### TASK DIRECTIONS
Rewrite every line of the data below from the line containing "Q: For every instance of the straw" through the end of the data, leaving out the pictures. Add 73 to each point coordinate in the answers and leave all other numbers unchanged.

----

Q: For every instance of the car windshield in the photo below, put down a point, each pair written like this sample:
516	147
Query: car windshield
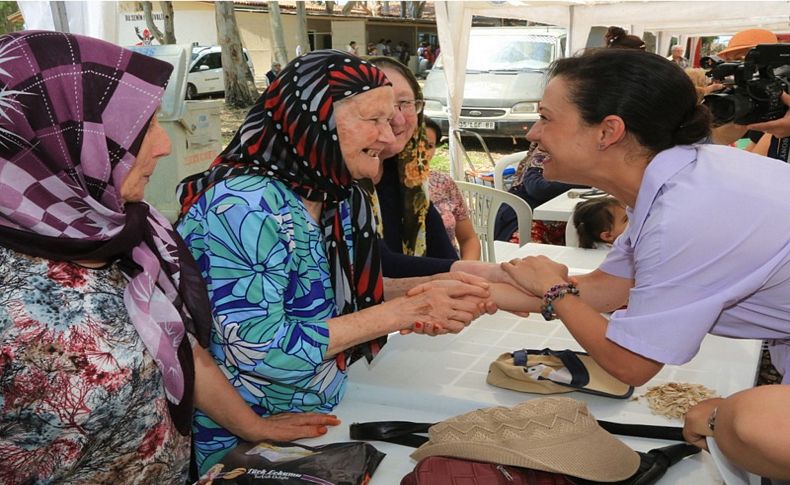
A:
504	53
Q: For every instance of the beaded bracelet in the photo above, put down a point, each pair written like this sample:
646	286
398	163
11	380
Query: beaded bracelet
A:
555	293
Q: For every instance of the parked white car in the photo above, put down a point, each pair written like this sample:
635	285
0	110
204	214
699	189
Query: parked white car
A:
205	72
505	75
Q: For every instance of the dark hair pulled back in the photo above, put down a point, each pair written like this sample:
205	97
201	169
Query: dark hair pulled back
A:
655	98
617	37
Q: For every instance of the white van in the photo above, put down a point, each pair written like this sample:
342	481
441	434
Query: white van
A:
205	72
505	77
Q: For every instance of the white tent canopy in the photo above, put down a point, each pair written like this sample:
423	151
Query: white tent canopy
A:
665	19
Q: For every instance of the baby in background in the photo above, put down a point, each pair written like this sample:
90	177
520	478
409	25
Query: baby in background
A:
599	221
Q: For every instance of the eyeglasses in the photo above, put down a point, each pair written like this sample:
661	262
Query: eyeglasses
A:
414	106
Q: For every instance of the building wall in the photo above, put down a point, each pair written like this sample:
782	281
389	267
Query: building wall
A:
344	31
195	22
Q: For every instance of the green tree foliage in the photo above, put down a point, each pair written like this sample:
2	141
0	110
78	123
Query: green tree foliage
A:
6	9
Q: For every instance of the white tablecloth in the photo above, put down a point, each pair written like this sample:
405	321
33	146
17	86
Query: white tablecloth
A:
418	378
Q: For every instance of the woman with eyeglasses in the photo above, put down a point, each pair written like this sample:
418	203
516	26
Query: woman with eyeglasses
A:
287	244
414	241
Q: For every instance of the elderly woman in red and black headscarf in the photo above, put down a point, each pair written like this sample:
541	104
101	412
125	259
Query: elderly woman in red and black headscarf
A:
288	245
103	312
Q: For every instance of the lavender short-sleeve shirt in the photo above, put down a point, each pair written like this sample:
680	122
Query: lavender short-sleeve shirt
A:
708	245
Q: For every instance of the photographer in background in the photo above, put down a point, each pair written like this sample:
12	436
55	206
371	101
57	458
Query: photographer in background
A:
776	146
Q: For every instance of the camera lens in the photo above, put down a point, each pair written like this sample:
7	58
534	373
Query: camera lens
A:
727	108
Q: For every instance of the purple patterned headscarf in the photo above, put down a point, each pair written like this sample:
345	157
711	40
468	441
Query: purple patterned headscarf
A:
73	113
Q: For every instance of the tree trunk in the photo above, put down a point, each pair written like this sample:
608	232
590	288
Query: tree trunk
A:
280	54
240	89
301	21
149	22
167	13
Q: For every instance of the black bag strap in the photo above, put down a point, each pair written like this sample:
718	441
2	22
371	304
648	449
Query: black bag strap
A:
398	432
404	432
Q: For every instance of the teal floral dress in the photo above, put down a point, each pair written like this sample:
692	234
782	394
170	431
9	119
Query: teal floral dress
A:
265	266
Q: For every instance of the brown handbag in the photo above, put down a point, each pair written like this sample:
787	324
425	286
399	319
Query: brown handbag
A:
442	470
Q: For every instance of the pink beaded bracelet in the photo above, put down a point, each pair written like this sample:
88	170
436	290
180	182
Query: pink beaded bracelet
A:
555	293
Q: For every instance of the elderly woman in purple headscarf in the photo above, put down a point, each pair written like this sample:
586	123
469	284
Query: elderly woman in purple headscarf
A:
103	313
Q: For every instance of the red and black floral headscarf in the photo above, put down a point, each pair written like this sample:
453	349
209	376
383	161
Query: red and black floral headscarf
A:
290	135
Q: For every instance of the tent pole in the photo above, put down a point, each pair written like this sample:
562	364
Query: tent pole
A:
59	16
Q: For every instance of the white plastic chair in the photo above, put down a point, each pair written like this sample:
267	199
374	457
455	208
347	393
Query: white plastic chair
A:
484	203
571	234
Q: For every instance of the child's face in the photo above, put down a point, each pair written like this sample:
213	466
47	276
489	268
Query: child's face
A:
620	219
430	144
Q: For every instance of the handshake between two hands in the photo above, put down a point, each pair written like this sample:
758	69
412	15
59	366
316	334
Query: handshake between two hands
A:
452	300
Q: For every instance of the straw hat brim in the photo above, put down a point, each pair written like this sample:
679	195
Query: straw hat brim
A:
593	455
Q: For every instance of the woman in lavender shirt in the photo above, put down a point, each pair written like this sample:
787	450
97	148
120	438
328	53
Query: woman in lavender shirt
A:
707	249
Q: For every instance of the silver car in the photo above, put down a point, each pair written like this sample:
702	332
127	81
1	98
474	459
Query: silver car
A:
505	76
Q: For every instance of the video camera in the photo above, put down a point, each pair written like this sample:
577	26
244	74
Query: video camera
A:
754	94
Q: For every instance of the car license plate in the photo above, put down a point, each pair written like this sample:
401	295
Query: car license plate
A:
479	125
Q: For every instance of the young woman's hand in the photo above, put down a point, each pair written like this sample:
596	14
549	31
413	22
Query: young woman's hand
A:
536	274
695	424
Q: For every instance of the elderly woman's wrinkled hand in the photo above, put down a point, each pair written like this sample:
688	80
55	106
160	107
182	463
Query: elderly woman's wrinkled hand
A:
536	274
445	306
294	426
463	277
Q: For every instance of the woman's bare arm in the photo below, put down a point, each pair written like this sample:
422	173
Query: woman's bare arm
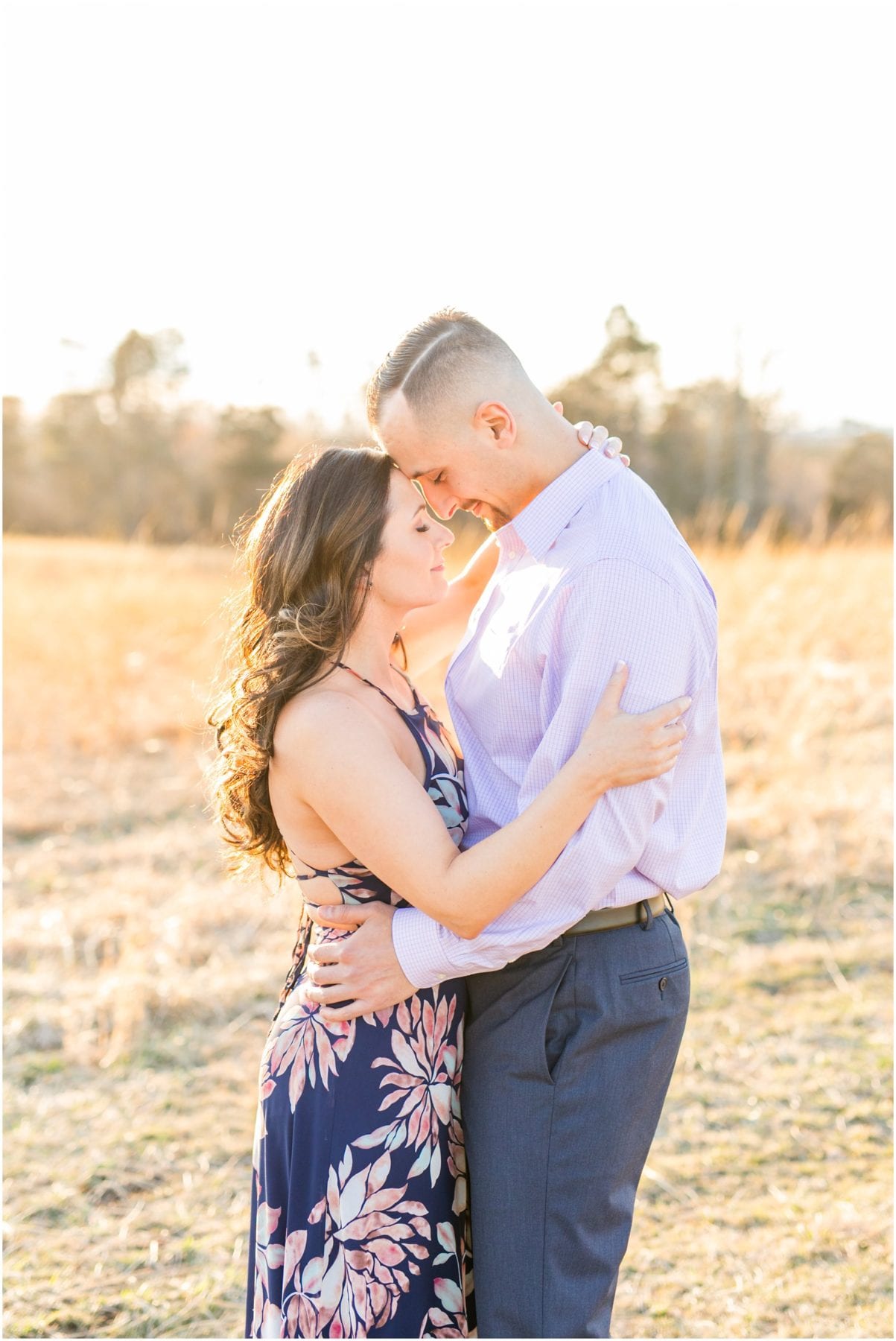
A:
343	764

----

### WRITTEN RESPONSE
Q: For every instance of the straw hat brim in the photo above, put down a point, each pair written like this sample:
679	195
Query: straw hat brim
A:
666	528
Q: For every instance of the woman in lavender shirt in the photo above, put down a point, each pair written like this sample:
787	450
97	148
120	438
328	53
Query: woman in lavender shirt
A:
780	322
Q: For every instance of the silver car in the photo above, put down a point, each pair written like this sample:
702	332
127	81
1	98
474	459
Query: silver car
A:
578	149
Q: For every instance of the video camera in the photo above, put down a point, each pair written like this sample:
577	26
244	74
Query: video camera
A:
827	167
Q: For every instance of the car license plate in the photo above, put down a point, each pair written like this sample:
401	295
Query: car license plate
A:
552	198
Q: For every instance of the young woman's hand in the photo above, put down a point, each pair written like this sample:
596	14
549	31
413	22
Query: young woman's hand
A:
609	347
768	497
Q: For every instance of the elderly woman's wrinkled hand in the photo above, put down a point, each pair written like this sample:
688	80
55	106
160	107
182	463
Query: elderly woman's wrinkled hand
A:
609	347
518	379
367	499
536	350
Q: For every instance of the woman's bare arm in the photo below, put down a point, each pair written like this sample:
422	173
Query: woman's bare arm
A:
416	837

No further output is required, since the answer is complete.